───── Dataset content ─────

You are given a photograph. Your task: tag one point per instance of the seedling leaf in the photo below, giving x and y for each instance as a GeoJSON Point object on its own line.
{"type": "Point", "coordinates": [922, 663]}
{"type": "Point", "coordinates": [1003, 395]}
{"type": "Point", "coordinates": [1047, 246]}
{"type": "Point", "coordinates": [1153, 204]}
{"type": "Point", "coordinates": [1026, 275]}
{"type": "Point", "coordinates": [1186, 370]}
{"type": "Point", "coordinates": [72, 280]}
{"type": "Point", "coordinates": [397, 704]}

─────

Transcribe the material exactly as it reads.

- Output for this task
You are given a photograph. Your task: tag one point per instance of the seedling leaf in the photo below, giving x and y for each instance as a GeoJSON Point object on its own line.
{"type": "Point", "coordinates": [922, 663]}
{"type": "Point", "coordinates": [1003, 395]}
{"type": "Point", "coordinates": [1047, 246]}
{"type": "Point", "coordinates": [1153, 204]}
{"type": "Point", "coordinates": [1026, 275]}
{"type": "Point", "coordinates": [1186, 370]}
{"type": "Point", "coordinates": [72, 280]}
{"type": "Point", "coordinates": [397, 704]}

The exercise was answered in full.